■ **Problem statement**:
Transcribe all of the records precisely as they are presented.
-- Start Task inputs --
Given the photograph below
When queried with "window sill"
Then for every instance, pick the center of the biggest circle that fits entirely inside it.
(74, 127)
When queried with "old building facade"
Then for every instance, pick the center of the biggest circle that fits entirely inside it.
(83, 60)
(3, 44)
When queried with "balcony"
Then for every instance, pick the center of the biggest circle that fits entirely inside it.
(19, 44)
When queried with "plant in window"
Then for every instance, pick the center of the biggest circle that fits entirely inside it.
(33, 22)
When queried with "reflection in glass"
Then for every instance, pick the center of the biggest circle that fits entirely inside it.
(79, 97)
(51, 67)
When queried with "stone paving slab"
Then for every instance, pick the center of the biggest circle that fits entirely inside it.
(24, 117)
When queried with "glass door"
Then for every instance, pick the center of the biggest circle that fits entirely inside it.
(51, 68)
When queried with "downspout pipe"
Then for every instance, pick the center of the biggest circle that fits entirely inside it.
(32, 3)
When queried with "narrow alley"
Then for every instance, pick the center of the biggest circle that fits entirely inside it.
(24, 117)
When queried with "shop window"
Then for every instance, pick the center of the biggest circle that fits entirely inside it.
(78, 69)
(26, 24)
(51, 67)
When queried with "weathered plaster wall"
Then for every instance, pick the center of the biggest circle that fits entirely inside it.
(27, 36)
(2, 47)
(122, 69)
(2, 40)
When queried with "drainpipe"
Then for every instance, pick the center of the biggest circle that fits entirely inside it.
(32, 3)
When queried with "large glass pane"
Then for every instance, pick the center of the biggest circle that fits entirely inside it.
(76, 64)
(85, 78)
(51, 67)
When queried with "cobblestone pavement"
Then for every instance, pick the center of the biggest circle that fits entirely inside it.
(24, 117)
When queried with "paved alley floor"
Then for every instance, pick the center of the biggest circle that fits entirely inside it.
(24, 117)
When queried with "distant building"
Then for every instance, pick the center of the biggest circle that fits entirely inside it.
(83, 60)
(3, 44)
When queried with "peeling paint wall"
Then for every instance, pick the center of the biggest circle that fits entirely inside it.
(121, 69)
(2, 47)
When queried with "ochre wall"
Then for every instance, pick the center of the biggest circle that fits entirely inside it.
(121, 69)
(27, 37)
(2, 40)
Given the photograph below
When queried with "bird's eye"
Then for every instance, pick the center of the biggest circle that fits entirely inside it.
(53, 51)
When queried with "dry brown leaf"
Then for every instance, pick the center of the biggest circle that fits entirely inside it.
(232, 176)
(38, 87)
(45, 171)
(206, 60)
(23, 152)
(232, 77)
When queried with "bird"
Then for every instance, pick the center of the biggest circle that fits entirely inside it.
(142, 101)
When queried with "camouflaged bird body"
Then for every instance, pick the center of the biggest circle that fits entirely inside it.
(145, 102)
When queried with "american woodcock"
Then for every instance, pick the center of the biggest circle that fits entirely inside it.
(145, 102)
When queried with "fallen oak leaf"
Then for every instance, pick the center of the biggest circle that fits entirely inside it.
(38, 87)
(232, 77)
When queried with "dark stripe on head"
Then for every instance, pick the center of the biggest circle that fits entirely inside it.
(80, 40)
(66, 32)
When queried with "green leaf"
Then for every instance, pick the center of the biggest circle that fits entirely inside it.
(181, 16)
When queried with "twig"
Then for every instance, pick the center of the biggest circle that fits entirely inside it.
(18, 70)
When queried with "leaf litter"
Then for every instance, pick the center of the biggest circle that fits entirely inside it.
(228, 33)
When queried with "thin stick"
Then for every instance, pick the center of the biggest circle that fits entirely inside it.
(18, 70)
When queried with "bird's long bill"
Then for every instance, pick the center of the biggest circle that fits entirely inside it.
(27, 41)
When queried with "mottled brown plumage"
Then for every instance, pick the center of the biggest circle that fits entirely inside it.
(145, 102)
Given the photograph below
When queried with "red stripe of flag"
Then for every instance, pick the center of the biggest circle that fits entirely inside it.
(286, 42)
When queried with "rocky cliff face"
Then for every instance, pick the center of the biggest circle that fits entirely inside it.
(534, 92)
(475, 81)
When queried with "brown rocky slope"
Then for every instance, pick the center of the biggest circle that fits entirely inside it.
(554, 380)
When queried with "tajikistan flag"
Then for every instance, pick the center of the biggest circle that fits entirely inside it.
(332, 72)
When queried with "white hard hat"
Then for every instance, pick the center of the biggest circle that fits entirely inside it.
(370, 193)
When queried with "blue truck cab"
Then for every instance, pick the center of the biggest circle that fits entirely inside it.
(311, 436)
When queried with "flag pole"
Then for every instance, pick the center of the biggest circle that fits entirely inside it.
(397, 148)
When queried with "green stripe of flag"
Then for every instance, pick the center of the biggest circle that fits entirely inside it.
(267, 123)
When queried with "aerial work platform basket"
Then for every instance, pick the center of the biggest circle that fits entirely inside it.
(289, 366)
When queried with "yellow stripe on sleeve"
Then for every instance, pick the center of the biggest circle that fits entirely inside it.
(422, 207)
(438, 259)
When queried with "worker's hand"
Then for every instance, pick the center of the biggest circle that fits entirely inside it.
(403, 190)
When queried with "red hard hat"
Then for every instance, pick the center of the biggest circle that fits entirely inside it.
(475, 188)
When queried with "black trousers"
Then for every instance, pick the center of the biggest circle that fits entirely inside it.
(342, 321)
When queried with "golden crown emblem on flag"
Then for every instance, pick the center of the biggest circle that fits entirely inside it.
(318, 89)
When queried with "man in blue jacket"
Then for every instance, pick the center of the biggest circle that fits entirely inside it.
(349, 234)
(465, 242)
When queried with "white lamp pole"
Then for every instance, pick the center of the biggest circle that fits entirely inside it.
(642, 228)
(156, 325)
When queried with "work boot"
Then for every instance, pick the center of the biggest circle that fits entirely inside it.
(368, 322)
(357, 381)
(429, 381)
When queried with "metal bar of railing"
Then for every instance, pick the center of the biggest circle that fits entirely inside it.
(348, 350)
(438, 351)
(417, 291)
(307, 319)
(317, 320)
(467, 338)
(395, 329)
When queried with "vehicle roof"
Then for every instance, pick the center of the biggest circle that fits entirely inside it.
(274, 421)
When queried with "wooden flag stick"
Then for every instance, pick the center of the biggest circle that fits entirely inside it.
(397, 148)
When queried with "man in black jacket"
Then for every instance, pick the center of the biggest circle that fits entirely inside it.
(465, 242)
-- End Task inputs --
■ **Full answer**:
Given the photograph below
When queried with "window sill"
Then for every instance, pick the center of the biggest circle that fits entirely inside it.
(74, 127)
When queried with "old building facade"
Then for every instance, pick the center of the biggest circle that fits entirely inside it.
(83, 60)
(3, 44)
When queried with "balcony"
Then for every instance, pick the center of the biggest circle that fits entirely inside it.
(19, 44)
When queried with "plant in window"
Then for every instance, pick the center of the biggest circle that fits entirely inside it.
(33, 22)
When queried with "reflection in glass"
Then for every instance, pick the center of the biggest circle that fits entirely inside it.
(79, 97)
(51, 67)
When queried with "stone paving slab"
Then for every instance, pick the center of the biggest circle that fits entirely inside it.
(24, 117)
When queried with "glass door"
Then for every instance, pick the center of the biggest circle that fits entirely inside it.
(51, 68)
When queried with "downspout pipe"
Then for every instance, pick the center of the biggest circle that fits entirely inside it.
(32, 3)
When queried with "narrow alley"
Then for every instance, pick the center of the biggest circle that fits entirely inside it.
(24, 117)
When queried with "shop window"
Then for every instance, pick the center of the biggest circle that fits entirely inside it.
(78, 69)
(26, 24)
(51, 67)
When queried with "weathered plaster wall"
Then for every instance, pick the center of the biggest circle that fits entirely inside it.
(27, 36)
(2, 47)
(122, 69)
(2, 40)
When queried with "drainpipe"
Then for every instance, pick the center of the biggest circle that fits entirely inside it.
(32, 3)
When queried with "large glass pane"
Then for every instance, pick the center of the biggest circle that fits entirely inside it.
(76, 64)
(85, 78)
(51, 67)
When queried with "cobblestone pavement"
Then for every instance, pick the center of the biggest circle that fits entirely inside it.
(24, 117)
When queried with "paved alley floor"
Then for every instance, pick the center of the biggest circle that fits entirely inside it.
(24, 117)
When queried with "distant building"
Then for every instance, pick the center of the biggest circle that fits entirely inside it.
(83, 60)
(3, 44)
When queried with "peeling paint wall"
Then for every instance, pick the center of the biggest circle that fits entirely inside it.
(121, 69)
(2, 47)
When queried with "ochre wall"
Then for every instance, pick the center of the biggest circle that fits entirely inside it.
(121, 69)
(27, 37)
(2, 40)
Given the photograph below
When queried with "bird's eye"
Then for every instance, pick the center of the biggest circle that fits entirely inside it.
(53, 51)
When queried with "dry brown leaf"
Then for every instance, pick the center of the biggest circle that fits entirely inside it.
(232, 176)
(38, 87)
(45, 171)
(206, 60)
(23, 152)
(232, 77)
When queried with "bird"
Then for every instance, pick the center of the biggest circle that fits entirely inside it.
(142, 101)
When queried with "camouflaged bird body"
Then for every instance, pick the center of the biggest circle that fits entirely inside it.
(145, 102)
When queried with "american woodcock"
Then for every instance, pick the center of the biggest circle that fits entirely inside it.
(145, 102)
When queried with "fallen oak leaf"
Then for every instance, pick the center of the biggest circle that fits entirely inside it.
(38, 87)
(232, 77)
When queried with "dark stripe on head"
Then for every instance, pick the center of the biggest circle that fits entirely inside it.
(80, 40)
(66, 32)
When queried with "green leaf"
Then for every instance, pick the center of the biggest circle that fits entirely inside it.
(181, 16)
When queried with "twig"
Then for every instance, pick the center of the biggest circle that fits entirely inside it.
(18, 70)
When queried with "leaf litter"
Then for every instance, pick the center of the biggest circle that fits entirely inside it.
(228, 33)
When queried with "thin stick"
Then for every instance, pick the center of the biggest circle that fits entirely inside it.
(18, 70)
When queried with "bird's long bill"
Then for every instance, pick the center of the biggest circle that fits entirely inside it.
(27, 41)
When queried with "mottled brown plumage"
Then for every instance, pick the center of the biggest circle that fits entirely inside it.
(145, 102)
Given the photograph below
When queried with "red stripe of flag"
Then for every instance, pick the center of the biggest circle that fits entirely inside it.
(286, 42)
When queried with "rocky cliff face"
Then for every instance, pick the center of the biggest circle that fits entirely inside it.
(534, 92)
(475, 81)
When queried with "brown rocky slope"
Then for every instance, pick the center of the biggest circle that fits entirely inside it.
(554, 380)
When queried with "tajikistan flag"
Then for every instance, pick the center of the biggest circle that fits entirely inside it.
(332, 72)
When queried with "white hard hat"
Then for every instance, pick the center of the biggest circle that fits entirely inside it.
(370, 193)
When queried with "blue truck cab"
Then for every instance, pick the center of the biggest circle that fits entirely inside it.
(311, 436)
When queried with "flag pole"
Then for every instance, pick the center of the biggest circle that fits entirely inside it.
(397, 148)
When queried with "green stripe of flag"
Then for every instance, pick the center of the biggest circle that fits entirely inside it.
(267, 123)
When queried with "aerial work platform basket"
Then for every instance, pick the center of the biggest circle that fits entirely inside it.
(289, 366)
When queried with "yellow stripe on sleeve"
Then for every instance, pick the center of the biggest circle that fits entirely inside it.
(422, 207)
(438, 259)
When queried with "worker's hand"
Then for every instance, pick the center of the biggest circle that fits entirely inside it.
(403, 190)
When queried with "red hard hat"
Then for every instance, pick the center of the biggest circle that fits entirely inside it.
(475, 188)
When queried with "black trousers"
Then for every instance, pick the center of the biggest circle that fits entirely inside it.
(342, 321)
When queried with "golden crown emblem on flag"
Then for every instance, pick the center of the biggest circle that fits entirely inside it.
(318, 89)
When queried with "man in blue jacket"
Then for every instance, pick the center of the biggest circle that fits entirely inside it.
(349, 234)
(465, 242)
When queried with "white lamp pole"
Then for every instance, pick the center of the biggest circle that fits entirely inside it.
(642, 228)
(156, 325)
When queried with "work boot"
Then for every instance, pick the center of the biggest circle that fits entirely inside it.
(368, 322)
(357, 381)
(429, 381)
When queried with "metal bar of railing"
Then for every instance, pick the center of the biggest circle that fits entirely inside it.
(348, 350)
(438, 351)
(417, 291)
(307, 319)
(317, 320)
(467, 338)
(395, 329)
When queried with "vehicle roof"
Then for every instance, pick the center of the biggest circle that fits entirely inside it.
(274, 421)
When queried with "wooden flag stick"
Then for every instance, pick the center of the biggest circle that fits entirely inside it.
(397, 148)
When queried with "man in black jacket"
Then for every instance, pick the center of the biggest circle that fits entirely inside it.
(465, 242)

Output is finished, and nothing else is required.